Instructions
[A] Answer these questions from the post about the coaching button below, one line each.
(i) What was the writer doing when they noticed the coaching button still exists?
(ii) Which icon on the homepage is used to sign up as a coach?
(iii) From which menu does a player opt to "Request Coaching" during a game?
[B] Translate this sentence from the post about the coaching button below into Spanish: "To be a part of this system, you need to sign up using the megaphone icon on the homepage."
[C] Decide whether each statement agrees with the post about the coaching button below. Answer yes or no and quote the words from the post that settle it.
(i) The writer has often seen players use the coaching button to good effect.
(ii) A player can request coaching at any time, no matter who they are.
(iii) Signing up as a coach is done through the in-game menu.

━━━ Study text

I was surprised the other day, when I was futzing around with my HUD, that the coaching button still exists. I don’t think I’ve ever seen anyone use this to any sort of effect ever. Has anyone else? Share your coaching stories in the comments, won’t you?
Now, we’ll get into the real nitty-gritty here. What did this coaching function ever actually do? It’s a fairly straightforward concept, actually. To be a part of this system, you need to sign up using the megaphone icon on the homepage. There, it will prompt you to sign up as a coach, and add you to an unknowable list of coaches that the game assigns when a player (and you can do this at any time, no matter who you are) opts to “Request Coaching” during a game, from the in-game menu. This will send out a request for one of the coaches in this mystical queue to connect to the game (after being prompted by the game to begin coaching).

━━━━━━
━━━ Source material

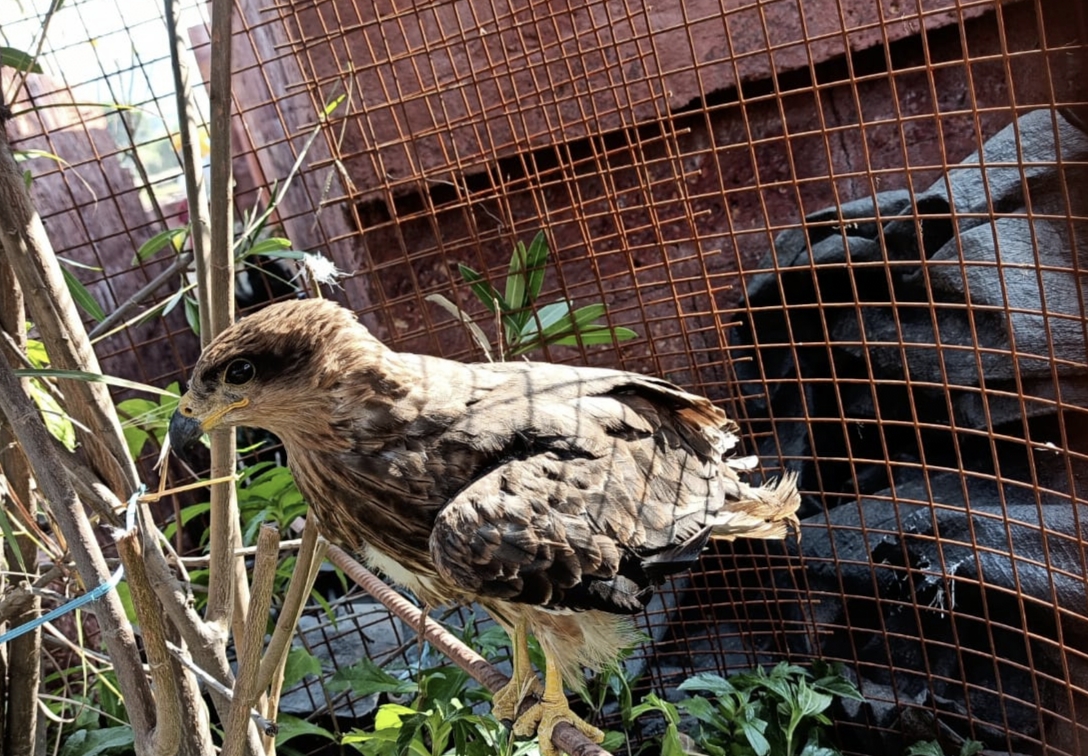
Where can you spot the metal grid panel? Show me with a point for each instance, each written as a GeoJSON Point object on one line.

━━━━━━

Answers to each task
[A]
(i) Futzing around with their HUD.
(ii) The megaphone icon.
(iii) The in-game menu.

[B] Para formar parte de este sistema, tienes que registrarte usando el ícono del megáfono en la página de inicio.

[C]
(i) No: "I don’t think I’ve ever seen anyone use this to any sort of effect ever."
(ii) Yes: "and you can do this at any time, no matter who you are"
(iii) No: "you need to sign up using the megaphone icon on the homepage"